■ Text for analysis ■
The fifth annual Global Exhibitions Day doesn’t look like the others. Usually at this time of year event profs would be celebrating the end of another busy Spring period and hearing almost weekly news of the latest merger or acquisition as the industry continued to go from strength to strength.
The UK exhibitions community would have cheered on friends and colleagues at the Exhibition News Awards and would even now be looking forward to another night (well, day) of celebration at the AEO Awards and a packed summer of industry networking events.
We’d be celebrating GED2020 by sharing photos from the last few months of busy aisles, raucous exhibitor drinks, colleagues in high vis and main stage moments.
Instead, in this live events purgatory we find ourselves in, UFI is asking exhibition professionals to share images and stories of past shows which demonstrate their value to the world. Whether it’s the signing of a big contract, the making of a valuable new connection or the bringing together of a community, this Global Exhibitions Day is all about showing what exhibitions can do.
This day has always been about promoting the value of exhibitions. It’s always been about demonstrating the value of live events to communities, industries, cities and economies. But this is the first GED which has seen the seemingly unstoppable upward trajectory of the exhibition industry falter, due to circumstances far out of its control. This is the first Global Exhibitions Day when the industry is fighting for its very survival.
And, in this unprecedented time, as we pivot to the new normal, how can we make sure we don’t waste this opportunity to come together?
Ever since it launched in 2016, Global Exhibitions Day has been about demonstrating the size and scale of the exhibition industry. Then-UFI President Sergey Alexeev described it as “a day where the exhibition industry celebrates itself and sends a joint message about the importance and the strength of the industry not just in one country but worldwide.”

■ Tasks ■
(1) According to the Global Exhibitions Day article, in what year did Global Exhibitions Day launch?
(2) Retype the stretch of the Global Exhibitions Day article from "This day has" through "its very survival.".
(3) Based on the Global Exhibitions Day article, why is this year's Global Exhibitions Day unlike the earlier ones?

■ Record set ■
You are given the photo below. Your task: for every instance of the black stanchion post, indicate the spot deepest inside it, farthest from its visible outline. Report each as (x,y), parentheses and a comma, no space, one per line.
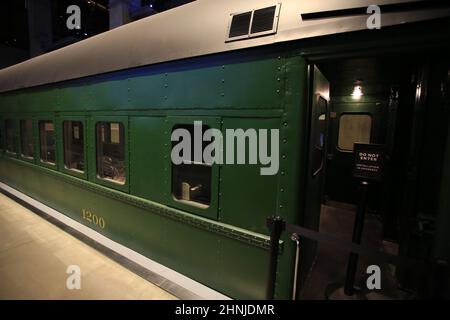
(276,227)
(349,288)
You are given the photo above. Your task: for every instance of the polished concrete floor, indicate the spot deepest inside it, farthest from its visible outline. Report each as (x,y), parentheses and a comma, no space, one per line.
(35,255)
(330,265)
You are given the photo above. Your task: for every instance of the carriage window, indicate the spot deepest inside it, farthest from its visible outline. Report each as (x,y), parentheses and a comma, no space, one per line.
(111,151)
(191,180)
(73,145)
(26,138)
(47,141)
(319,134)
(10,135)
(354,128)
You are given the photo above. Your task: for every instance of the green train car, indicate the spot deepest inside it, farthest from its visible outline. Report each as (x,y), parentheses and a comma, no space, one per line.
(86,130)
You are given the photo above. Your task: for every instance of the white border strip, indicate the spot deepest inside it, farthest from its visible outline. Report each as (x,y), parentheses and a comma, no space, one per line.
(193,286)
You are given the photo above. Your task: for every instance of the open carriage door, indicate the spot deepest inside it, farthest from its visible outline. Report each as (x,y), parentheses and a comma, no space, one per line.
(318,108)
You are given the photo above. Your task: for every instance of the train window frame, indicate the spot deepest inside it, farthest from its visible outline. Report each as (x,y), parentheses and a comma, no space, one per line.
(92,163)
(62,165)
(16,140)
(48,164)
(33,139)
(338,147)
(210,211)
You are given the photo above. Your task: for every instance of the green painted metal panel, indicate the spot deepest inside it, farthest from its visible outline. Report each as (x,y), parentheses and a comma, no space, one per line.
(148,141)
(247,198)
(199,254)
(262,92)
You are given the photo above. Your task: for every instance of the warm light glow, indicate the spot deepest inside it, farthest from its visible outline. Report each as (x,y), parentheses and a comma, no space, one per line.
(357,92)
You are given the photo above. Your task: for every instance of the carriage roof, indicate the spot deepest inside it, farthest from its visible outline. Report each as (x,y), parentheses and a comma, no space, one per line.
(199,28)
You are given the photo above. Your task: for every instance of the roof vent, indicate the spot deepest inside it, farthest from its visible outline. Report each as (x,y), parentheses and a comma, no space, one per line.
(263,19)
(254,23)
(240,23)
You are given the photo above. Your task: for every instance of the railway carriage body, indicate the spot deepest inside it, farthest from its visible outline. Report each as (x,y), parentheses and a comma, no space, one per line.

■ Exercise results ■
(1) It launched in 2016.

(2)
This day has always been about promoting the value of exhibitions. It’s always been about demonstrating the value of live events to communities, industries, cities and economies. But this is the first GED which has seen the seemingly unstoppable upward trajectory of the exhibition industry falter, due to circumstances far out of its control. This is the first Global Exhibitions Day when the industry is fighting for its very survival.

(3) It is the first one in which the exhibition industry's seemingly unstoppable upward trajectory has faltered, due to circumstances far out of its control. The industry is now fighting for its very survival.